━━━ Data for the task ━━━

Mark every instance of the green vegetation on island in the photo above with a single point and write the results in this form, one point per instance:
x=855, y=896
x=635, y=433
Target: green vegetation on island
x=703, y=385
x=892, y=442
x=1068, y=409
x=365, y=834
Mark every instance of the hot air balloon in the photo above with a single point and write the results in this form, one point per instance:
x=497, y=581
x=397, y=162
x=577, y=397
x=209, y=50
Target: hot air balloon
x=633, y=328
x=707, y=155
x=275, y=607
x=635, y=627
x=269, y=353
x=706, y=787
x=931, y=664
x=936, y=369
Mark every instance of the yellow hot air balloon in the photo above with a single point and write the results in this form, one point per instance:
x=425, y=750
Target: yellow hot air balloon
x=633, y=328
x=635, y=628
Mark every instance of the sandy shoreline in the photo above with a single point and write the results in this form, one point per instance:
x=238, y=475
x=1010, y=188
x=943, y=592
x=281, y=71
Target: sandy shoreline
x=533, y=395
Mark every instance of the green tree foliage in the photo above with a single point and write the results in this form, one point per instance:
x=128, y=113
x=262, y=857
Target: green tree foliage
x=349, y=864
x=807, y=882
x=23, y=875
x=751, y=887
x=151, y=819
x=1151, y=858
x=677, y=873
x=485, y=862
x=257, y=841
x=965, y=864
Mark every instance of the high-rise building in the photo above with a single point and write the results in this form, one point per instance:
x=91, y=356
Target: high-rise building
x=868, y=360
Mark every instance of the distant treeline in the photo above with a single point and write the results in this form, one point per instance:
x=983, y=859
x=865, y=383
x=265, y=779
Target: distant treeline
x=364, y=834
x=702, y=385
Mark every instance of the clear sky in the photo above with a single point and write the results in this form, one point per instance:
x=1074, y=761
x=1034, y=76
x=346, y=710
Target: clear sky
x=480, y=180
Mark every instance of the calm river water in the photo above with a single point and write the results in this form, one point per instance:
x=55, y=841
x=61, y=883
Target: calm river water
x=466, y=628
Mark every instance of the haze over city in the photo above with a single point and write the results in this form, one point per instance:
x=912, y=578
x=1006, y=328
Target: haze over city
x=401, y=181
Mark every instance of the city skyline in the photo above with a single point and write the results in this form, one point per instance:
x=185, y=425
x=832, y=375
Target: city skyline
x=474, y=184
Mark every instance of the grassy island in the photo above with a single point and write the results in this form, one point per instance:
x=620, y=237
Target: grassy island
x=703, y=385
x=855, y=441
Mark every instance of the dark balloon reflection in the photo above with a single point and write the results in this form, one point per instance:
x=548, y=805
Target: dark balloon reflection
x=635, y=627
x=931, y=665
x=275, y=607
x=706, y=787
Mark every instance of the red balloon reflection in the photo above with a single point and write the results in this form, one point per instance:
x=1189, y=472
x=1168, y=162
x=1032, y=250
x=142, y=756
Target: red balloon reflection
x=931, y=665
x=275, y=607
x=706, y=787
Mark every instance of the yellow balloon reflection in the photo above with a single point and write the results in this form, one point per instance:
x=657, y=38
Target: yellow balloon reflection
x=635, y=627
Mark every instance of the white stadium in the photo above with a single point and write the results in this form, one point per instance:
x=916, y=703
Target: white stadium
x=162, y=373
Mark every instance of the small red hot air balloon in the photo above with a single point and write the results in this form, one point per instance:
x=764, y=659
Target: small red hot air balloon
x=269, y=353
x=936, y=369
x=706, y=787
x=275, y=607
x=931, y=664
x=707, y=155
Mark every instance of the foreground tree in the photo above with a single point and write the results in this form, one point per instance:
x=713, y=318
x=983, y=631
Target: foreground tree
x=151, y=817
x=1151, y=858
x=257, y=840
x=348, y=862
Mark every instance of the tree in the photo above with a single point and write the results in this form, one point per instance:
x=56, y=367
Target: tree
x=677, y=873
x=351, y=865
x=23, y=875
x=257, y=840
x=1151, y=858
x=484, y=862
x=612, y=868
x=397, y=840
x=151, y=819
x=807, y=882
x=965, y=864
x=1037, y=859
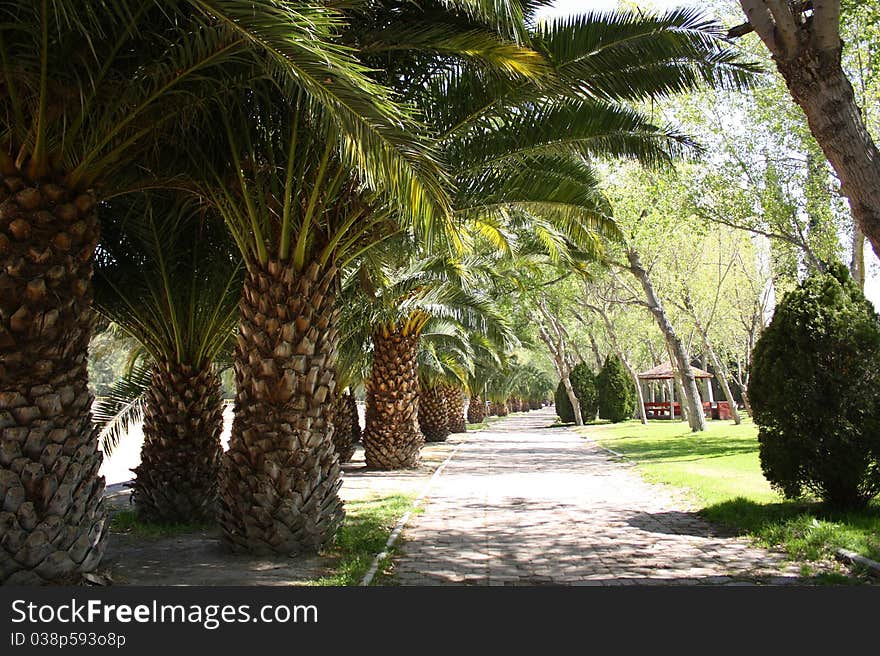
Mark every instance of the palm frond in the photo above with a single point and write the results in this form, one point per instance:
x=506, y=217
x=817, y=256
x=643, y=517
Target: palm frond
x=123, y=406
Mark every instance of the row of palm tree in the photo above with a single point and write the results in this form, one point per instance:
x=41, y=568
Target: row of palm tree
x=317, y=134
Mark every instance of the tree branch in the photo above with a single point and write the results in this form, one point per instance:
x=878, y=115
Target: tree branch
x=826, y=24
x=761, y=21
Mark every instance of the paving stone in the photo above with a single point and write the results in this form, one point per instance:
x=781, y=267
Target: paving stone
x=523, y=504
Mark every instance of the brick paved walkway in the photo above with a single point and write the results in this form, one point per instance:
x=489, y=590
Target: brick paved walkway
x=522, y=504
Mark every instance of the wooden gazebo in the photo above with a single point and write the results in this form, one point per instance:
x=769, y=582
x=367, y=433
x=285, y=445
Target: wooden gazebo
x=666, y=407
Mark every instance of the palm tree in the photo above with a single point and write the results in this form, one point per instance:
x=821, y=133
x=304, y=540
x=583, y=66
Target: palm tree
x=398, y=303
x=444, y=360
x=168, y=275
x=88, y=88
x=301, y=197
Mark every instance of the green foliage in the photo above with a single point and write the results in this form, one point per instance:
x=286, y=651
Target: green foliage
x=721, y=470
x=367, y=525
x=617, y=395
x=584, y=383
x=127, y=522
x=814, y=392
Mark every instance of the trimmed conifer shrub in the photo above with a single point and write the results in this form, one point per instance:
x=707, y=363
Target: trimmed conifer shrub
x=617, y=394
x=584, y=383
x=815, y=395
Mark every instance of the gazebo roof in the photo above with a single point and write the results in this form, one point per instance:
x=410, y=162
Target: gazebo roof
x=664, y=372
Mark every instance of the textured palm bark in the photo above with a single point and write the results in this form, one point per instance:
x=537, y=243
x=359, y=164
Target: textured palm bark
x=392, y=439
x=280, y=479
x=180, y=458
x=433, y=413
x=476, y=410
x=52, y=517
x=346, y=426
x=455, y=409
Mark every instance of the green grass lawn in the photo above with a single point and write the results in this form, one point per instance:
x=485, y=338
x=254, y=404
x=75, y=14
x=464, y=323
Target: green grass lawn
x=363, y=534
x=721, y=471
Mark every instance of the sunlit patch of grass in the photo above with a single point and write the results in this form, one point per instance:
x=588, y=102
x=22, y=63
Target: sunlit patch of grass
x=127, y=522
x=366, y=528
x=721, y=470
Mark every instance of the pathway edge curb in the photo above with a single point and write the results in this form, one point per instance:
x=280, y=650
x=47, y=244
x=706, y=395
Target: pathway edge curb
x=401, y=523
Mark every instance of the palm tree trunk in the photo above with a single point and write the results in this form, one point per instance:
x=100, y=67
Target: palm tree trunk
x=392, y=438
x=455, y=409
x=280, y=478
x=476, y=410
x=52, y=524
x=180, y=458
x=346, y=426
x=433, y=413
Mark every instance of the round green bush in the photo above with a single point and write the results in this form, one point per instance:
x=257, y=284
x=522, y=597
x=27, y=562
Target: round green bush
x=617, y=394
x=584, y=383
x=814, y=392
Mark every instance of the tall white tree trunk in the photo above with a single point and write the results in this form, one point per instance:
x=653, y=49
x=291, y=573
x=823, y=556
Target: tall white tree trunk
x=696, y=418
x=720, y=372
x=612, y=336
x=554, y=337
x=807, y=52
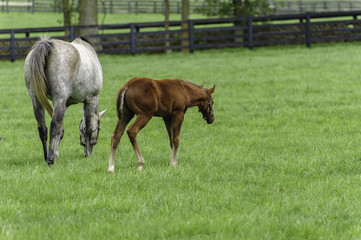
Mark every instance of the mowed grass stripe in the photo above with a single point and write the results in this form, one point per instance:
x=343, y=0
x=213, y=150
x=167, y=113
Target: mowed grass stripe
x=281, y=161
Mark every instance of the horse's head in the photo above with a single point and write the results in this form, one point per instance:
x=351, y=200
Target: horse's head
x=88, y=140
x=206, y=107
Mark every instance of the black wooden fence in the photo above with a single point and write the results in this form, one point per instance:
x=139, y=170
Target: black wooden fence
x=157, y=6
x=134, y=38
x=295, y=7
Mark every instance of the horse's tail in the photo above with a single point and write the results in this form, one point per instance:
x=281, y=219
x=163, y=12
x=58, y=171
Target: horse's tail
x=37, y=62
x=121, y=101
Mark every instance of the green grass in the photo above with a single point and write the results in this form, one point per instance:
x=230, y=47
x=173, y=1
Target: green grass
x=281, y=161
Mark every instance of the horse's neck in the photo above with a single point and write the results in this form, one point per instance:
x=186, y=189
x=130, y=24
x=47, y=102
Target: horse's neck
x=196, y=94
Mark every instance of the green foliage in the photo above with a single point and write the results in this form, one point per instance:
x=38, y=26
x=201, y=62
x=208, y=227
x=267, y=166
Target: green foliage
x=281, y=160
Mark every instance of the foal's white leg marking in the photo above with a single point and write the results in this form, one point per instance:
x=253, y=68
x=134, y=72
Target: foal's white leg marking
x=173, y=161
x=140, y=161
x=111, y=162
x=112, y=152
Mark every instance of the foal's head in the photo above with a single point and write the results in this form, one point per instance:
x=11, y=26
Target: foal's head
x=206, y=107
x=88, y=140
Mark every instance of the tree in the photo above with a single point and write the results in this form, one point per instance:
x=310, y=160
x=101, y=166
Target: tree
x=185, y=17
x=88, y=15
x=166, y=26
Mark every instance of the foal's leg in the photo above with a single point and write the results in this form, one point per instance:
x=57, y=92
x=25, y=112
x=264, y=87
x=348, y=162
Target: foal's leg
x=56, y=130
x=117, y=135
x=132, y=131
x=169, y=126
x=177, y=121
x=39, y=113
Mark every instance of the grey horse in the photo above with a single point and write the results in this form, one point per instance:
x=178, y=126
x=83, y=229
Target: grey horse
x=66, y=73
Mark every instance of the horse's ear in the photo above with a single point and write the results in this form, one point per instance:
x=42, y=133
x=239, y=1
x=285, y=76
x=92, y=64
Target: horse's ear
x=212, y=89
x=102, y=113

━━━

Directive: Recast the lines of the records above, from the one containing "Mark every instance of the haze" through the one containing "x=855, y=441", both included, as a JSON list of strings with one string per line. Leave out any blank lines.

Solution to the exercise:
[
  "Mark every instance of the haze over city in the photo above with a single point and write the results in this form, one point per instance:",
  "x=912, y=578",
  "x=1006, y=328",
  "Target: haze over city",
  "x=401, y=181",
  "Mark every instance of the city skyline in the photo above with a single point and write the results in this form, one point per instance:",
  "x=185, y=425",
  "x=832, y=375",
  "Target: city skyline",
  "x=474, y=184",
  "Mark every instance of the grassy island in the photo above with a single point and write the results in this form, one point per instance:",
  "x=620, y=237",
  "Target: grassy island",
  "x=703, y=385",
  "x=855, y=441"
]